- GOAL OF THE EXERCISE
Reproduce each line of the material exactly, minus any picture.

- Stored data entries

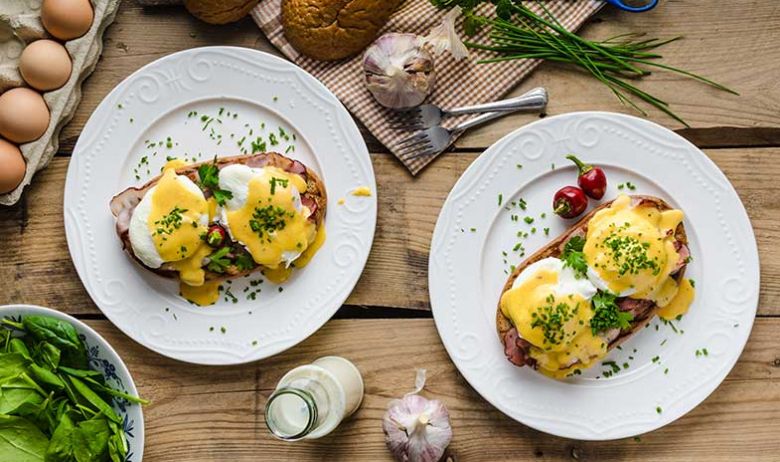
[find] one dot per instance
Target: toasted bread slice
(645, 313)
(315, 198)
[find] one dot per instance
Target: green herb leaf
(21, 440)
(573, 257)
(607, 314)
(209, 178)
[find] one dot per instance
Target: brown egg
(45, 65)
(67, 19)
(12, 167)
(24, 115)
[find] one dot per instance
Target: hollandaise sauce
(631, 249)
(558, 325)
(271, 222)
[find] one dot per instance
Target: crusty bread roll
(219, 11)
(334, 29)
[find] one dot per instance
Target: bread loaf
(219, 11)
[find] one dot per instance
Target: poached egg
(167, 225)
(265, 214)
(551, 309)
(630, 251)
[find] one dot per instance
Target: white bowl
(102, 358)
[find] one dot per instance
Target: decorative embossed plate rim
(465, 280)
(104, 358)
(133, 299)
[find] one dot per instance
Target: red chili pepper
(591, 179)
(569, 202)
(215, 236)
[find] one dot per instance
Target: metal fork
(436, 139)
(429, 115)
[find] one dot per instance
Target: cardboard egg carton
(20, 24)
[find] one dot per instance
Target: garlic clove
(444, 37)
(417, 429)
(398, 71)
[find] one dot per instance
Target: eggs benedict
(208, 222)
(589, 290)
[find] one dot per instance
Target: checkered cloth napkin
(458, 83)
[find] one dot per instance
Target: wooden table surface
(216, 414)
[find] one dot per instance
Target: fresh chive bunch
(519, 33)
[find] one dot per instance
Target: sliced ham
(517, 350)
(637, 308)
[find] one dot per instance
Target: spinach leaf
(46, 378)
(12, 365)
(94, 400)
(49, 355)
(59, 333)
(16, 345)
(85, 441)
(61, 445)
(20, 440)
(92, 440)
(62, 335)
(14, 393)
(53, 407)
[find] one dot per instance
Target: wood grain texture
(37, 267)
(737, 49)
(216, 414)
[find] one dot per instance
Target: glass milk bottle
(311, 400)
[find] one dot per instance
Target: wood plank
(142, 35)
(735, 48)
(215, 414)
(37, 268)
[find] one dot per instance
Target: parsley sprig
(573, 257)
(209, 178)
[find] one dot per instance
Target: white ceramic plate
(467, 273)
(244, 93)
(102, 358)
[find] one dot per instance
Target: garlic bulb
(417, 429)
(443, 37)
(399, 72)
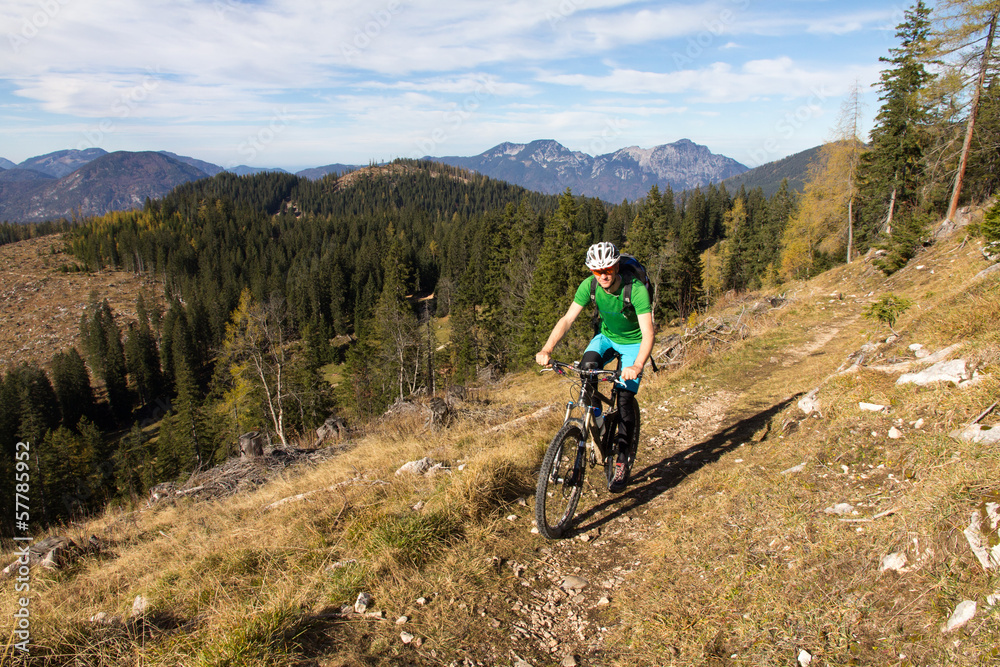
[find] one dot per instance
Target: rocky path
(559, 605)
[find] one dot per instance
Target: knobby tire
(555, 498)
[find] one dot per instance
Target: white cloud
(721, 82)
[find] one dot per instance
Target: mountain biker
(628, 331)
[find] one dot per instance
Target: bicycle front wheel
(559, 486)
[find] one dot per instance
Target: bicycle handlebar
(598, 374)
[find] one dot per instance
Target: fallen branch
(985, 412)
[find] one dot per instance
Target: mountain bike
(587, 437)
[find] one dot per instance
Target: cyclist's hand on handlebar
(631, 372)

- SOLUTION
[find] one dot per instance
Target: toasted bread slice
(645, 313)
(315, 198)
[find] one dot per instance
Target: green herb leaf
(21, 440)
(573, 257)
(607, 314)
(209, 178)
[find] one dot per instance
Target: brown egg
(45, 65)
(67, 19)
(12, 167)
(24, 115)
[find] one dot per instance
Target: hollandaise sauce
(631, 249)
(558, 325)
(271, 222)
[find] one dot per instance
Target: crusty bread roll
(219, 11)
(334, 29)
[find] one dot per instance
Target: bread loaf
(219, 11)
[find] one dot per instance
Target: poached egg
(167, 225)
(265, 214)
(551, 309)
(630, 251)
[find] one dot per instance
Target: white bowl
(102, 358)
[find] one dot per instance
Target: decorative embossed plate rim
(465, 280)
(104, 358)
(133, 299)
[find] one dot per instance
Target: red chili pepper
(591, 179)
(569, 202)
(215, 236)
[find] one dot per instance
Target: metal fork
(436, 139)
(429, 115)
[find] one dot per instance
Target: cardboard egg carton
(20, 24)
[find] one dot per instance
Target: garlic clove
(444, 37)
(417, 429)
(398, 71)
[find] one dot per instance
Target: eggs benedict
(208, 222)
(589, 290)
[find] one dot per instance
Target: checkered cloth napkin
(458, 83)
[find] one dot per instance
Target: wooden table surface
(216, 414)
[find] one dot per instance
Target: fresh chive bunch
(519, 33)
[find] one dot per instance
Target: sliced ham
(517, 350)
(637, 308)
[find] one dot per instance
Target: spinach leaf
(46, 378)
(12, 365)
(94, 400)
(49, 355)
(59, 333)
(16, 345)
(85, 441)
(61, 445)
(20, 440)
(92, 440)
(62, 335)
(14, 393)
(53, 407)
[find] one dot per instance
Target: wood grain texture
(37, 267)
(737, 49)
(216, 414)
[find] one dot per instance
Target: glass milk bottle
(311, 400)
[find] one dot per instance
Target: wood plank
(142, 35)
(735, 48)
(215, 414)
(37, 268)
[find] one dot per instance
Target: parsley sprig
(573, 257)
(209, 178)
[find] one dot per instance
Target: white ceramic plate
(467, 273)
(244, 93)
(102, 358)
[find] one dot per instance
Target: garlic bulb
(417, 429)
(443, 37)
(399, 72)
[find] one dot per instance
Target: rocky path
(559, 605)
[find] one dot per instance
Target: knobby tire
(555, 498)
[find] one dot per instance
Target: white cloud
(721, 82)
[find] one dot per instance
Target: mountain biker
(628, 331)
[find] one dot per instance
Target: bicycle front wheel
(559, 486)
[find] one dot per instance
Target: bicycle handlebar
(598, 374)
[find] one dot per instance
Target: fallen branch
(985, 412)
[find] one dot per instance
Target: mountain bike
(587, 437)
[find] one dot per instance
Target: cyclist's hand on handlebar
(631, 372)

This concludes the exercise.